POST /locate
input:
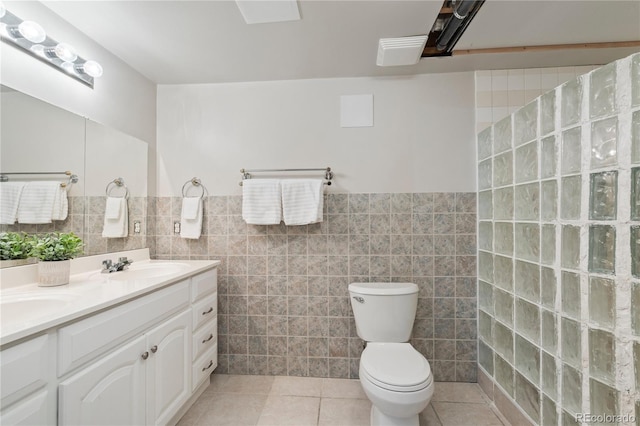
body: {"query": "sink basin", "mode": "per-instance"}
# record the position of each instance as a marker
(27, 306)
(147, 271)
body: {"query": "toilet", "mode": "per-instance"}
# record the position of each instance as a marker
(395, 377)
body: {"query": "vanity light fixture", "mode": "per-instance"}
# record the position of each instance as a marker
(31, 38)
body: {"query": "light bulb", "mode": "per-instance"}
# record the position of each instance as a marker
(32, 31)
(92, 68)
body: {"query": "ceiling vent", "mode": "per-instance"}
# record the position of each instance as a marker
(400, 51)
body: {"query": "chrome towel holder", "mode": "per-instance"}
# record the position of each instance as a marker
(117, 183)
(195, 182)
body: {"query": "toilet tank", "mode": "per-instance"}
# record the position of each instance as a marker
(384, 312)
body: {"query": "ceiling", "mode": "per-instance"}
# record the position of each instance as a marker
(186, 42)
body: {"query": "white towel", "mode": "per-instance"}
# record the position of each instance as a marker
(9, 200)
(261, 201)
(116, 228)
(191, 220)
(37, 202)
(302, 201)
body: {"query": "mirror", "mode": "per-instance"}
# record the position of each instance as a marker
(39, 137)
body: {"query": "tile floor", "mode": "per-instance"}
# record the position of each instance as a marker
(299, 401)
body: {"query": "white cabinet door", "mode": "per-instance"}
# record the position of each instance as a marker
(109, 392)
(168, 368)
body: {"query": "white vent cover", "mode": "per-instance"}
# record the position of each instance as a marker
(400, 51)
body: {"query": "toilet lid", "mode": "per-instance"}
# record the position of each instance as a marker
(396, 366)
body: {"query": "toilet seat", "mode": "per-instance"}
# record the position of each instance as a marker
(395, 366)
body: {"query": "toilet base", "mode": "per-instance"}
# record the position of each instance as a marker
(378, 418)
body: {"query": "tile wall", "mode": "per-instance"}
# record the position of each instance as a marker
(283, 299)
(559, 250)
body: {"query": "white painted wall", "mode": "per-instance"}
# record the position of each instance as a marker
(423, 137)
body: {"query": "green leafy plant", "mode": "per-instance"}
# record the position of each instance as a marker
(56, 246)
(14, 245)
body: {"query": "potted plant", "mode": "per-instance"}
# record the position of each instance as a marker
(14, 248)
(54, 252)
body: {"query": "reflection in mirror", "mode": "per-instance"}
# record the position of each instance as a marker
(36, 136)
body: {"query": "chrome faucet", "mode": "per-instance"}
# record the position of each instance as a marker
(108, 266)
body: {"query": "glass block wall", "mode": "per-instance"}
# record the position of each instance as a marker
(559, 250)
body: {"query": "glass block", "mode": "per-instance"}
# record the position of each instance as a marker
(635, 193)
(571, 151)
(604, 142)
(548, 112)
(571, 197)
(549, 200)
(602, 91)
(503, 204)
(548, 157)
(570, 251)
(485, 140)
(602, 249)
(503, 235)
(635, 79)
(527, 237)
(602, 355)
(503, 169)
(635, 251)
(602, 301)
(527, 201)
(502, 135)
(525, 122)
(485, 174)
(548, 244)
(603, 196)
(635, 137)
(571, 108)
(527, 163)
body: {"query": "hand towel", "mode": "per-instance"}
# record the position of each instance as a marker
(116, 228)
(9, 200)
(191, 224)
(302, 201)
(261, 201)
(37, 201)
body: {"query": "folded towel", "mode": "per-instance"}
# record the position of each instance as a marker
(302, 201)
(261, 201)
(60, 205)
(113, 207)
(116, 228)
(37, 202)
(9, 199)
(191, 224)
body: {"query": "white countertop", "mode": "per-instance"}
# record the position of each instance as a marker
(88, 291)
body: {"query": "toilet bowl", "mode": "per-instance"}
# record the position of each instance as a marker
(397, 380)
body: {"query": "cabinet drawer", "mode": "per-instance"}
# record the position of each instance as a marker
(204, 310)
(205, 338)
(86, 339)
(204, 366)
(203, 284)
(24, 369)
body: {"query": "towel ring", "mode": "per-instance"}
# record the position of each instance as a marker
(195, 182)
(117, 183)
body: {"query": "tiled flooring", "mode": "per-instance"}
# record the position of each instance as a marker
(299, 401)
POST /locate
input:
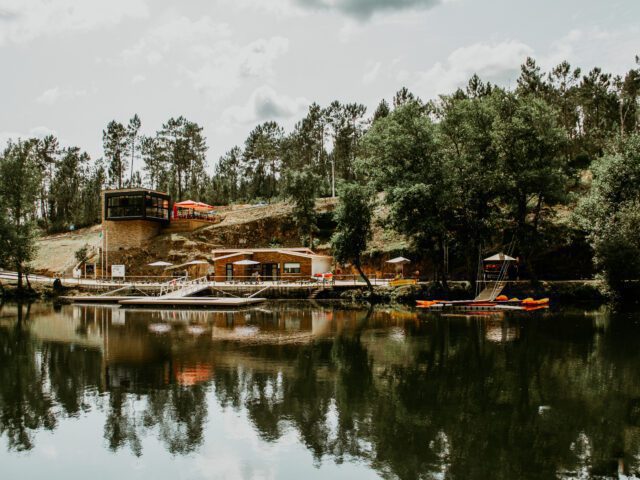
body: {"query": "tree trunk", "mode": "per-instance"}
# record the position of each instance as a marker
(356, 264)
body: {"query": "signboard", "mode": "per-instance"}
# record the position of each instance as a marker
(89, 269)
(117, 271)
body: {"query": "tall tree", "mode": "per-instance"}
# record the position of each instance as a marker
(183, 148)
(301, 189)
(529, 144)
(610, 214)
(20, 178)
(47, 154)
(133, 141)
(402, 156)
(114, 142)
(226, 177)
(68, 186)
(262, 160)
(353, 216)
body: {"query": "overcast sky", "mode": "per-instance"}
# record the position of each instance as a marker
(68, 67)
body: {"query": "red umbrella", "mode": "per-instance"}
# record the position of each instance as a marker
(194, 205)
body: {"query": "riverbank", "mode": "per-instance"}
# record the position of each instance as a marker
(587, 293)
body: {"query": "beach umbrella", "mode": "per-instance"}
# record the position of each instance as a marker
(500, 257)
(246, 262)
(160, 264)
(399, 261)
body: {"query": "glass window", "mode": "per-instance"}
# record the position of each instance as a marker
(291, 268)
(137, 205)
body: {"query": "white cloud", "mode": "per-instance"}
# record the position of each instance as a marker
(55, 94)
(358, 9)
(224, 66)
(372, 74)
(35, 132)
(205, 55)
(138, 79)
(266, 104)
(174, 34)
(615, 49)
(25, 20)
(498, 62)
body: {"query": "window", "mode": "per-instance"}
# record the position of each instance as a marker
(156, 207)
(140, 204)
(123, 206)
(291, 268)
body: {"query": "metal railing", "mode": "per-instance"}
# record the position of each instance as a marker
(183, 287)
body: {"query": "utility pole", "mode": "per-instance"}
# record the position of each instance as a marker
(333, 177)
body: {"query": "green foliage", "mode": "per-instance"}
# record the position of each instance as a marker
(20, 180)
(401, 155)
(353, 217)
(81, 253)
(114, 140)
(611, 213)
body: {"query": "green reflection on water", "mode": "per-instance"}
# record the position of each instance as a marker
(324, 389)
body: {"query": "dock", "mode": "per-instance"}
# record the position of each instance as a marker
(191, 302)
(173, 294)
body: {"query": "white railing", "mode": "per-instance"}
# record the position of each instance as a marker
(183, 288)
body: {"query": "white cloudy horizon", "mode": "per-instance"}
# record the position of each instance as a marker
(71, 66)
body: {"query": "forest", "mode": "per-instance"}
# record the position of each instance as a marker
(554, 161)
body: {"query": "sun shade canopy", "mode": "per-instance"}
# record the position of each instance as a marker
(160, 264)
(399, 260)
(500, 257)
(193, 205)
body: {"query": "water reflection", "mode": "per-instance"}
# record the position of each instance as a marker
(401, 394)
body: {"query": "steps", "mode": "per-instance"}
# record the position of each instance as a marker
(183, 288)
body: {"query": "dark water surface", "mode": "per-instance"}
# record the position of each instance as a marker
(316, 390)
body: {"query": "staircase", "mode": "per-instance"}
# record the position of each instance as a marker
(316, 291)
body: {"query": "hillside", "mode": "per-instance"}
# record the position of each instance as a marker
(241, 226)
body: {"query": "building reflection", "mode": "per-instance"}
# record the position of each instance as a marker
(411, 395)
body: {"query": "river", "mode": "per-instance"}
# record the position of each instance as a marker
(306, 390)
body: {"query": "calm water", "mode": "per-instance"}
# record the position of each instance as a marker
(301, 390)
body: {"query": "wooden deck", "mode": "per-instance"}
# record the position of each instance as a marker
(99, 298)
(210, 302)
(185, 302)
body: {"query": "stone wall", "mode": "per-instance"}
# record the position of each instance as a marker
(263, 258)
(125, 234)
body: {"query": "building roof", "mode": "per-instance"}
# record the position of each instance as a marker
(295, 252)
(132, 190)
(255, 250)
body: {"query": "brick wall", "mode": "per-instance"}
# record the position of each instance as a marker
(125, 234)
(263, 257)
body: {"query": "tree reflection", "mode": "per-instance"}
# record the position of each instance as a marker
(25, 402)
(540, 397)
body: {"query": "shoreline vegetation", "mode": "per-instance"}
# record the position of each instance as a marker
(573, 293)
(551, 166)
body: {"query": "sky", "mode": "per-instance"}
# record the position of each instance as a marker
(71, 66)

_What is needed:_
Using the records above, list each line that includes "window".

_Output for this exercise:_
body: {"query": "glass window", "mode": "per-instance"}
body: {"query": "window", "mode": "per-instance"}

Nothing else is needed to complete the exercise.